*** Opening of TEXT FOR ANALYSIS ***

Holmes, the sequel, the prequel, and Mrs. too
Pity poor Sherlock Holmes. The man just can't seem to enjoy his retirement. During the past six months, the amateur apiarist has been busier than TV's fastidious detective Monk at a Handi Wipes sale, with at least four new cases to crack.
And apparently there's been a sudden spike in criminal masterminds, because even his associates are reaching for magnifying glasses. His creator, Sir Arthur Conan Doyle, will be pressed into service this fall, journeying to America to pursue his interest in spiritualism in Gabriel Brownstein's "The Man From Beyond." And even housekeeper Mrs. Hudson has taken up detection in British writer Martin Davies's "Mrs. Hudson and the Case of the Spirit's Curse."

*** Close of TEXT FOR ANALYSIS ***
*** Opening of INFORMATION SUPPLIED ***

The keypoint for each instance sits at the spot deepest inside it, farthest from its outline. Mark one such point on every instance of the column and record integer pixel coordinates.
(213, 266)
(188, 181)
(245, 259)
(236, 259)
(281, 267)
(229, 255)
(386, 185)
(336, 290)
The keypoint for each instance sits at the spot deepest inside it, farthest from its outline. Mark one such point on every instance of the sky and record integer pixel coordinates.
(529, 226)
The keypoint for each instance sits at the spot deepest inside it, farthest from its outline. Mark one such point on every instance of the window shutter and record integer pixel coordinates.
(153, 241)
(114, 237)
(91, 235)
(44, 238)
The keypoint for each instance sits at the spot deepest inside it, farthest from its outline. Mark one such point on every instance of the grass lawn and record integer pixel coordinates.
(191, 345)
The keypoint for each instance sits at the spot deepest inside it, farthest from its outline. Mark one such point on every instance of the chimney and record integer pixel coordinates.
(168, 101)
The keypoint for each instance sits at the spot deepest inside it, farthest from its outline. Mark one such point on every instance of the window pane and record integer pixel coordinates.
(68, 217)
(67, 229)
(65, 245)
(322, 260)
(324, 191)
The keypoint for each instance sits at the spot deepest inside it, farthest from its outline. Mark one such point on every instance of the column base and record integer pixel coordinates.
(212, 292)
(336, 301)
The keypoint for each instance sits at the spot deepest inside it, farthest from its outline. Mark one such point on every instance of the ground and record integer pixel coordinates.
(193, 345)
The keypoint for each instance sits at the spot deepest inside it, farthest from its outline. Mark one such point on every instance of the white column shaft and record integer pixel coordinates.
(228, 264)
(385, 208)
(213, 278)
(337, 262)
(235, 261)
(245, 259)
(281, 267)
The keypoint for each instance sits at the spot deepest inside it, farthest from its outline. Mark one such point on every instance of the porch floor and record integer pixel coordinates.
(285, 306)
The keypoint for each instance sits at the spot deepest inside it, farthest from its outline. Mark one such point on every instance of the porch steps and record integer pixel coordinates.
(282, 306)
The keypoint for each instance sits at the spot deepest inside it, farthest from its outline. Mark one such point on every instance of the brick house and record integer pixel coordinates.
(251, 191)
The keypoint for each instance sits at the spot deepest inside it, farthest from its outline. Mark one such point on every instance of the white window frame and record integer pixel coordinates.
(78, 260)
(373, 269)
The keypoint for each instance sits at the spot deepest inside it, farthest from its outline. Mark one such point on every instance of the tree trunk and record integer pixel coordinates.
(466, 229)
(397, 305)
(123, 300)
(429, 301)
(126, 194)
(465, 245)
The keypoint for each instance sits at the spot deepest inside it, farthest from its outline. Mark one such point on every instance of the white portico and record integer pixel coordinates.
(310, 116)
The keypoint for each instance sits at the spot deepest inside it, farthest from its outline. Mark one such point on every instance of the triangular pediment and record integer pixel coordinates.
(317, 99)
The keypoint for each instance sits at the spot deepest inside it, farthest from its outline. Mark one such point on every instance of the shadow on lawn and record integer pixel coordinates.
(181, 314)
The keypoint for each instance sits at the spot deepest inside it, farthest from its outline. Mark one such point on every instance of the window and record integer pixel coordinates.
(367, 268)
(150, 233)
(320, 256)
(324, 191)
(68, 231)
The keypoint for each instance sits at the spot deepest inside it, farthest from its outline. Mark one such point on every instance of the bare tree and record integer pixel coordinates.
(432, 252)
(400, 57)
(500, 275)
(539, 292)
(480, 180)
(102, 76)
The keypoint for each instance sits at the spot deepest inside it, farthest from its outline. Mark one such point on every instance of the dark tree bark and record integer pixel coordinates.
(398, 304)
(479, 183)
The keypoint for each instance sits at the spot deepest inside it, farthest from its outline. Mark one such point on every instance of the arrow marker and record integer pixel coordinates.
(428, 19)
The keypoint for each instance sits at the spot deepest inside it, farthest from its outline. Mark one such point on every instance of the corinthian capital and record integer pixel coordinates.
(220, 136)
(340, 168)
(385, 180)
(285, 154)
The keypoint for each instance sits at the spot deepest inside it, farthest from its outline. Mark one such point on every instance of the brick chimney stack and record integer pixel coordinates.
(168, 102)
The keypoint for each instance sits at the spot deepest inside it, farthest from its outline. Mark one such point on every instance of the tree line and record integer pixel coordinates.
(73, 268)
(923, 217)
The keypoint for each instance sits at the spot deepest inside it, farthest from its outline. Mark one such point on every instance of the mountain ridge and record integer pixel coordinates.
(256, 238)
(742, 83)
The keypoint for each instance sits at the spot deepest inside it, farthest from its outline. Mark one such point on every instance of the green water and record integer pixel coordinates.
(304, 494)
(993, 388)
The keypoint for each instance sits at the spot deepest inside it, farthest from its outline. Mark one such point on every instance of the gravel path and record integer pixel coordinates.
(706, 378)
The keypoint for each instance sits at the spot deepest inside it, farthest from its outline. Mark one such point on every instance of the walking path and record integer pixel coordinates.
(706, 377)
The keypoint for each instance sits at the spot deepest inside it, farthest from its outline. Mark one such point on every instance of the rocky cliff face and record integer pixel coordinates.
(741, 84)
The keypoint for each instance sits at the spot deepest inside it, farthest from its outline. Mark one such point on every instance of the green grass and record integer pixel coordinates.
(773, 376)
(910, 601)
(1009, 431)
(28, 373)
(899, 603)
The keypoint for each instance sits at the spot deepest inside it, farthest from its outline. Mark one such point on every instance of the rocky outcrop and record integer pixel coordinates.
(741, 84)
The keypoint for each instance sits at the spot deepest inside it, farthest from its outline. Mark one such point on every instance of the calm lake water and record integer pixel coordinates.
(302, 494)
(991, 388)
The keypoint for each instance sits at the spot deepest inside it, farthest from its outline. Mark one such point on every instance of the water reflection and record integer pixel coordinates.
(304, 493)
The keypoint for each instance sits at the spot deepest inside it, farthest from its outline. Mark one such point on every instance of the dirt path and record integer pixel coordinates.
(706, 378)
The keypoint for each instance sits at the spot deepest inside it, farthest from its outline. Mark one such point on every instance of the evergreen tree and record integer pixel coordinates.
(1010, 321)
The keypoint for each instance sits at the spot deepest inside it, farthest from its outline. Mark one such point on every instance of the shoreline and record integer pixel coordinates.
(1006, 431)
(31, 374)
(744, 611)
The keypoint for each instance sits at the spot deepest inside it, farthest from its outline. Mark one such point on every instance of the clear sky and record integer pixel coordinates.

*** Close of INFORMATION SUPPLIED ***

◆ **APPLY WHAT YOU READ**:
(A) Answer these from the Holmes article:
(i) How many new cases has Holmes taken on during the past six months?
(ii) In which book does Sir Arthur Conan Doyle travel to America?
(iii) Who wrote the book in which Mrs. Hudson takes up detection?
(B) Reproduce everything in the Holmes article from "Holmes, the sequel, the" down to "cases to crack.".

◆ **ANSWERS FOR THE EXERCISE**:
(A)
(i) At least four.
(ii) Gabriel Brownstein's "The Man From Beyond."
(iii) British writer Martin Davies.

(B)
Holmes, the sequel, the prequel, and Mrs. too
Pity poor Sherlock Holmes. The man just can't seem to enjoy his retirement. During the past six months, the amateur apiarist has been busier than TV's fastidious detective Monk at a Handi Wipes sale, with at least four new cases to crack.